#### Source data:
################

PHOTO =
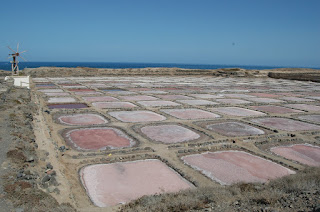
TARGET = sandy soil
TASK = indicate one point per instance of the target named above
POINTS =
(56, 166)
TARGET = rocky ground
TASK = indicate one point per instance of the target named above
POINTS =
(28, 178)
(24, 173)
(286, 73)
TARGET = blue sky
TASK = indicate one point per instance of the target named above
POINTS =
(240, 32)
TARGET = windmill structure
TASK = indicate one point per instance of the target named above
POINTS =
(14, 62)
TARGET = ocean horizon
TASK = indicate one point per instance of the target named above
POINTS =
(118, 65)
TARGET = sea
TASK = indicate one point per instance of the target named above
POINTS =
(114, 65)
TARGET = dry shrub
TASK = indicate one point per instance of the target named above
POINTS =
(16, 155)
(236, 197)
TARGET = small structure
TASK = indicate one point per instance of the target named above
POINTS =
(14, 62)
(19, 81)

################

#### Written request:
Can you write out, word for word, every line from the one containing "TARGET = small structure" through the last line above, including both of those lines?

#### Task response:
TARGET = small structure
TASK = indicate one point per instance of the target named above
POINTS =
(14, 62)
(19, 81)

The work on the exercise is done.